→ **TASK BRIEF**:
Extract every line in the entries below that contains the string "crowd", matching case exactly.

→ **MATERIAL PROVIDED**:
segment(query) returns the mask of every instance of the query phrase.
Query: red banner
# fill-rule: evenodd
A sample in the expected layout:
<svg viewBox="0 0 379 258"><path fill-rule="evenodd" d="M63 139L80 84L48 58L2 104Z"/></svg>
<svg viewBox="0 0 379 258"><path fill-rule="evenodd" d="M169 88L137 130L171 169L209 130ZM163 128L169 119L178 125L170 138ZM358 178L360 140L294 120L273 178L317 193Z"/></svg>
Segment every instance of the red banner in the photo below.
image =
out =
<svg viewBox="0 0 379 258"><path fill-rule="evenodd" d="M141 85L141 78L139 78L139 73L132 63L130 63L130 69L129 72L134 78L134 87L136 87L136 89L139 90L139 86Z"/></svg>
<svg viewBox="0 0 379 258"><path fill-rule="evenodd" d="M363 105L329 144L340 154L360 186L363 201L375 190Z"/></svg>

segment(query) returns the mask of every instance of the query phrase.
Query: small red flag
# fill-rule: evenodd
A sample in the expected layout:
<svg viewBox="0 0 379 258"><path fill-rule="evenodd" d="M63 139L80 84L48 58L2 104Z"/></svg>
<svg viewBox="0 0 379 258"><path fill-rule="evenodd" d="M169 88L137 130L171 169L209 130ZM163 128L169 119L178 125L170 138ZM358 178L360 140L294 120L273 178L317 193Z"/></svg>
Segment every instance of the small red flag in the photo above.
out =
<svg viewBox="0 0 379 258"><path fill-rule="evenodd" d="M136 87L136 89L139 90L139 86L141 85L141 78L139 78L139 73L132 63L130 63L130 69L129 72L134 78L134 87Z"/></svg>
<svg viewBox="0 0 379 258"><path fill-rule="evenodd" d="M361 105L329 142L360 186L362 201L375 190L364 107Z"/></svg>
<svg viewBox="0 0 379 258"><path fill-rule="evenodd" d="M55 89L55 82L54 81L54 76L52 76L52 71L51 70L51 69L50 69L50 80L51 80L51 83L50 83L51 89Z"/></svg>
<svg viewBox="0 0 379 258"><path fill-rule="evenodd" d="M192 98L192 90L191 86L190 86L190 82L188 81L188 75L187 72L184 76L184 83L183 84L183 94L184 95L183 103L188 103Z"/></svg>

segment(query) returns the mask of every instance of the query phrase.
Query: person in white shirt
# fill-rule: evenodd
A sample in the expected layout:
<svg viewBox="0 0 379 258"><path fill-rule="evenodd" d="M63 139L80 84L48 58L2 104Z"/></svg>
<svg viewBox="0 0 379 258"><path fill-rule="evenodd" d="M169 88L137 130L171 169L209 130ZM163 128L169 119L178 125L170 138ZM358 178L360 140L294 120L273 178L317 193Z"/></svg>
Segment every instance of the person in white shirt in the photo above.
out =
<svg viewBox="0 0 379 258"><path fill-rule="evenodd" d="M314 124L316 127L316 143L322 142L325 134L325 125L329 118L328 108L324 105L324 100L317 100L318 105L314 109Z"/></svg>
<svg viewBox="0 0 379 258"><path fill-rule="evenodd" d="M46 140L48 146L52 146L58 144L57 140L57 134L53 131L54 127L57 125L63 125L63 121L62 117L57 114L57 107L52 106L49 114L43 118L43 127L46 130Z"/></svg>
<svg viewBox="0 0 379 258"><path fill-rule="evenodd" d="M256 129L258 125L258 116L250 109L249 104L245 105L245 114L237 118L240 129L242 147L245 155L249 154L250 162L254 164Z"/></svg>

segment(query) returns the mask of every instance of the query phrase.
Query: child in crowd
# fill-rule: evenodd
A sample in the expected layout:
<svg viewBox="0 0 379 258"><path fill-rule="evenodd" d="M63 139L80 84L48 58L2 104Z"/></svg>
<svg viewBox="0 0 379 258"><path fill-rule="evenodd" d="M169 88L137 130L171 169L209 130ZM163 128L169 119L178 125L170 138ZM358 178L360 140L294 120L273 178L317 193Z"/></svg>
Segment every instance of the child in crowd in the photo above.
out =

--

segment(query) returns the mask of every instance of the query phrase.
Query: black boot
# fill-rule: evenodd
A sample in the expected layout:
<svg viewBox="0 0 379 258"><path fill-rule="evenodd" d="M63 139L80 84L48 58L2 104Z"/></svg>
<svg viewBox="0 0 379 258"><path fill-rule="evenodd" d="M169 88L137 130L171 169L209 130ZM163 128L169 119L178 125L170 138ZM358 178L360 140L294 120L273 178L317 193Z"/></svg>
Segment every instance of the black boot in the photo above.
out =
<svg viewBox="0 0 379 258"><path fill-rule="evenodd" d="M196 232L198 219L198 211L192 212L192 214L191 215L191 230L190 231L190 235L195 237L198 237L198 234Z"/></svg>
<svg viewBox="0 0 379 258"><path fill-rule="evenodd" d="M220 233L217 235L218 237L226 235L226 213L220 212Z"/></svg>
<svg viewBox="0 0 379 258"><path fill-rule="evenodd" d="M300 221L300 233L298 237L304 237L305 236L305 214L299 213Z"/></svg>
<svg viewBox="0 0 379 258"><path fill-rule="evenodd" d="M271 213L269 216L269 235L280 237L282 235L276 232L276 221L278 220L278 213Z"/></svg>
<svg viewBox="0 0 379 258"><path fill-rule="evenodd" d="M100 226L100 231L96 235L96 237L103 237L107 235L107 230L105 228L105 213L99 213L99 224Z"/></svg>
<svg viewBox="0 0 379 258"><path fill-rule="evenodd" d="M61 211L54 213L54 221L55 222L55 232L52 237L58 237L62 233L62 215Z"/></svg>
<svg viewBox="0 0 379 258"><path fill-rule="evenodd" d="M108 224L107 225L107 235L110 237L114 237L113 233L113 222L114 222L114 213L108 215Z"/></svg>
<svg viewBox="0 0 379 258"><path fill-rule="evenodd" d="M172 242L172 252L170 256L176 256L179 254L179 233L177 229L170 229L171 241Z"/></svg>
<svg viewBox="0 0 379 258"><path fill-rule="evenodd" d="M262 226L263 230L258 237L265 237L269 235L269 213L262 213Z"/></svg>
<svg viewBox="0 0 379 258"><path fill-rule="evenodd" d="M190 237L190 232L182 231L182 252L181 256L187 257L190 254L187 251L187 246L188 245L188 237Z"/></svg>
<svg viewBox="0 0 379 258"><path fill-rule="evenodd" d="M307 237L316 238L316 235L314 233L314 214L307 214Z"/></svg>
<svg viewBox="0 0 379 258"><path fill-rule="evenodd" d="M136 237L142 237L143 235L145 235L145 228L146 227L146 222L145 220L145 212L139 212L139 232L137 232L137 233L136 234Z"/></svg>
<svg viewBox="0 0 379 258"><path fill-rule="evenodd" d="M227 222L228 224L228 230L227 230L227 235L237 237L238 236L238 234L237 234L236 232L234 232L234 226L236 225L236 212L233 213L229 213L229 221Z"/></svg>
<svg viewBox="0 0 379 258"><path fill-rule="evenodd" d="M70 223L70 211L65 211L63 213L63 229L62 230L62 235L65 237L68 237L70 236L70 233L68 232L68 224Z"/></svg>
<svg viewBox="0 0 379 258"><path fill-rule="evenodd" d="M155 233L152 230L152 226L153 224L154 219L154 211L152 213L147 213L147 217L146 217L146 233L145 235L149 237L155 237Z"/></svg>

* * *

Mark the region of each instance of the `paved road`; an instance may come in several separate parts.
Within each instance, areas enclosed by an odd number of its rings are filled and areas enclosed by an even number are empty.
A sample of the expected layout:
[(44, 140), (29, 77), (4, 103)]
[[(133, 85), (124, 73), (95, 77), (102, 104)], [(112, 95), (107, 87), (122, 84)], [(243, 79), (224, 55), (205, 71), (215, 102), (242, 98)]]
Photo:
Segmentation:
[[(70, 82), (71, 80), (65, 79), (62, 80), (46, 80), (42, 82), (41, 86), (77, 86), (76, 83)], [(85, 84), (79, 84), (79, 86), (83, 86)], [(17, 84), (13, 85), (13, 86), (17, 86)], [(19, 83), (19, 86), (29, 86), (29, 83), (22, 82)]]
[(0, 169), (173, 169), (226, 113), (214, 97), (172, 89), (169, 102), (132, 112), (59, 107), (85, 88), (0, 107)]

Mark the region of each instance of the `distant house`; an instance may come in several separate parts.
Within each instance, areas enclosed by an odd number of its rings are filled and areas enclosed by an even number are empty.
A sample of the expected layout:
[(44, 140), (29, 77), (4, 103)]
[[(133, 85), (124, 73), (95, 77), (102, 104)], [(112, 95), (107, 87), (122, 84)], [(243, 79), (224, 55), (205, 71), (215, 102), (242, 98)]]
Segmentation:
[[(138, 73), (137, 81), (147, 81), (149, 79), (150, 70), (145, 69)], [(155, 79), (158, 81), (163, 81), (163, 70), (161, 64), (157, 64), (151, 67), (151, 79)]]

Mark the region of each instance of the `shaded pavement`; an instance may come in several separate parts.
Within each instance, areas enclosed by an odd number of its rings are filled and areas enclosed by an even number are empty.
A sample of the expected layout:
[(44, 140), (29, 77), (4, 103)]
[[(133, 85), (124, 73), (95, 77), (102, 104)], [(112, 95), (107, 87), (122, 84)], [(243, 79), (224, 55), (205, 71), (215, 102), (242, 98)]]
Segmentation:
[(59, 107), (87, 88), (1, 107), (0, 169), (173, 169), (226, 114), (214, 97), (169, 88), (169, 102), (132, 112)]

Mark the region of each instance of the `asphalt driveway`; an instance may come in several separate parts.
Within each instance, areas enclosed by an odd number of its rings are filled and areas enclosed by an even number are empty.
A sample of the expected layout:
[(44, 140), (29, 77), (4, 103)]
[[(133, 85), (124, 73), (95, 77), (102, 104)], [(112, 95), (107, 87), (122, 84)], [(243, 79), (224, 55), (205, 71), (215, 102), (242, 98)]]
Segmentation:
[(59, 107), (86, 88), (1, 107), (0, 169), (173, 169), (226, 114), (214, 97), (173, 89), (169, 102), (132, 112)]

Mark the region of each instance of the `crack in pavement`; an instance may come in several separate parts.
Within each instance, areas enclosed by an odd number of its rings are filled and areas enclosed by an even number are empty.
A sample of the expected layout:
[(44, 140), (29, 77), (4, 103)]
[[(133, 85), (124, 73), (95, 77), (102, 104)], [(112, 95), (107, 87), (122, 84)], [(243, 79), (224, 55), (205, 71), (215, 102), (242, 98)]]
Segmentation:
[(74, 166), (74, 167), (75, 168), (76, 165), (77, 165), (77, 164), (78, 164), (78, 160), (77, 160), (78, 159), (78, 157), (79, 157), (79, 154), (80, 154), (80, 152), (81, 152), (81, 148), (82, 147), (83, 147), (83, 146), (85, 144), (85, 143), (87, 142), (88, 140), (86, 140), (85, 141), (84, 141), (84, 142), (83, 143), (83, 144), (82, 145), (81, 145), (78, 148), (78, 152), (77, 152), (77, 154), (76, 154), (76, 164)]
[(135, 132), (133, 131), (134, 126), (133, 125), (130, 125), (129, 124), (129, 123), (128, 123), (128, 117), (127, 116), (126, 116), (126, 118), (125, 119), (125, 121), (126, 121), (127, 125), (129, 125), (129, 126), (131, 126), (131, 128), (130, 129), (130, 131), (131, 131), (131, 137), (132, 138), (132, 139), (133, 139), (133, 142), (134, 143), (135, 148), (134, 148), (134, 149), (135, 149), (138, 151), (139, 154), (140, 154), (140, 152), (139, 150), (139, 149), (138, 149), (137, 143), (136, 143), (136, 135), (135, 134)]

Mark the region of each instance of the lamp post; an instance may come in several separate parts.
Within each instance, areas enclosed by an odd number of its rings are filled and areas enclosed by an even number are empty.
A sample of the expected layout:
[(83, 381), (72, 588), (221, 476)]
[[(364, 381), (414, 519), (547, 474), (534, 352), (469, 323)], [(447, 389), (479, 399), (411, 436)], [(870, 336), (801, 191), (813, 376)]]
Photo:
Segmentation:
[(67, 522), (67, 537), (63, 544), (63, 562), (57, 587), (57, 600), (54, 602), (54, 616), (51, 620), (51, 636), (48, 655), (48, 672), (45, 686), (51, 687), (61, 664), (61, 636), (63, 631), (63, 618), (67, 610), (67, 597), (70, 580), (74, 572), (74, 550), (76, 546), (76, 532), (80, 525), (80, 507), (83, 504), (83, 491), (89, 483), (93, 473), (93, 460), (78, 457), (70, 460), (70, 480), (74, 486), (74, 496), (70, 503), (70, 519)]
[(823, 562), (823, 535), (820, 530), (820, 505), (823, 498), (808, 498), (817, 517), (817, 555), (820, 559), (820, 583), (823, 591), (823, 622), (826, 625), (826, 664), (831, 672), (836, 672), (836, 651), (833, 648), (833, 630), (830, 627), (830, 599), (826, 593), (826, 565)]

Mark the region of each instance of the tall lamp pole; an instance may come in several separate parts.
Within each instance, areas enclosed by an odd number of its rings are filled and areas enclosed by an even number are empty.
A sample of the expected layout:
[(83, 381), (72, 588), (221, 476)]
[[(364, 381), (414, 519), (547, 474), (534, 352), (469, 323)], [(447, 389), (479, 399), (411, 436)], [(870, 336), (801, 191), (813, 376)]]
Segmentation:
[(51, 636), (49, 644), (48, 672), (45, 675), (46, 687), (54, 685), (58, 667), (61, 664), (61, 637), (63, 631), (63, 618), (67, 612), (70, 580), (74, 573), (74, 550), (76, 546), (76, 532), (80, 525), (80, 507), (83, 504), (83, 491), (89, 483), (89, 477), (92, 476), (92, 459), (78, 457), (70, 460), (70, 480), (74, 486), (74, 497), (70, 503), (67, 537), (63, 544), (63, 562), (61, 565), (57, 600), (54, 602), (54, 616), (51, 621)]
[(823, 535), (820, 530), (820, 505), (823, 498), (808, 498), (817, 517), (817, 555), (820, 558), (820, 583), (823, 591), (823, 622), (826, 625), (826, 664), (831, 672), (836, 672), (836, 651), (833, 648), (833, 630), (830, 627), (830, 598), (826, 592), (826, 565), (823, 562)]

→ **RESPONSE**:
Query: child in crowd
Segment every instance of the child in crowd in the photo above.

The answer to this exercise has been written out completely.